> _SOURCE RECORDS_:
* * *

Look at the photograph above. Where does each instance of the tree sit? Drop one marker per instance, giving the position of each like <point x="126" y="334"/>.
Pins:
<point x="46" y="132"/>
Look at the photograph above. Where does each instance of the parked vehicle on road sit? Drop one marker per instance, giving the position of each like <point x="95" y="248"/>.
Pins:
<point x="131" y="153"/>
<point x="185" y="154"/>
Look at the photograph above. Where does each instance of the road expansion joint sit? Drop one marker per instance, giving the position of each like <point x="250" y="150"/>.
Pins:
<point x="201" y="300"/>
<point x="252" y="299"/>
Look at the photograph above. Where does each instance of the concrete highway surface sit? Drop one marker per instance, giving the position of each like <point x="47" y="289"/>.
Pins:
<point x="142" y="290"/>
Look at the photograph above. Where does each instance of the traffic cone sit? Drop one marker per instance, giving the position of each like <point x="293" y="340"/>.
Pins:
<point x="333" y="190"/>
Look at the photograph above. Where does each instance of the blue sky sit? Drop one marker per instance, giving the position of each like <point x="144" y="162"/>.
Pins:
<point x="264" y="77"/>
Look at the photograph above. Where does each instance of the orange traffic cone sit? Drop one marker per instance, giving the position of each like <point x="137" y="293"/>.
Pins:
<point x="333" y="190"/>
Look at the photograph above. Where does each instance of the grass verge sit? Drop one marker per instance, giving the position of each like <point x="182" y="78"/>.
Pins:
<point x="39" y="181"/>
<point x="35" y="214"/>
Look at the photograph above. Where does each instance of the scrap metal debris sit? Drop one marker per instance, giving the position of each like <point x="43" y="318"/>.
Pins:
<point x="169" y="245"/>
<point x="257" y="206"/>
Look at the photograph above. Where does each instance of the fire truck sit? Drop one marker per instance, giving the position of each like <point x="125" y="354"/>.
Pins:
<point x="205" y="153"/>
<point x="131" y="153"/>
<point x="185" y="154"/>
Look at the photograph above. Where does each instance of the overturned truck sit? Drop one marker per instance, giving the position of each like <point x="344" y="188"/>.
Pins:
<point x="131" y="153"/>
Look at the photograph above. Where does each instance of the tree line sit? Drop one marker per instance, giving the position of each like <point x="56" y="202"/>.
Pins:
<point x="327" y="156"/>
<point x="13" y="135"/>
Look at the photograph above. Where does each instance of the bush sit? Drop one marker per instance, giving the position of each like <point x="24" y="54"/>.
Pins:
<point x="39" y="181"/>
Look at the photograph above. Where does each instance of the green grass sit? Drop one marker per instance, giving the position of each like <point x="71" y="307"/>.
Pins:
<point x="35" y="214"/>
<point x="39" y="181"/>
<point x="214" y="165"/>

* * *

> _TO DO_:
Look over the listing and return each line that holds "cone".

> _RESPONSE AREA_:
Look at the photograph above. Where does each instance of the traffic cone sit? Drop one marker per instance, giving the position of each like <point x="293" y="340"/>.
Look at the photograph above. Where does each instance of the orange traffic cone sit? Drop one marker per instance, giving the position of each like <point x="137" y="293"/>.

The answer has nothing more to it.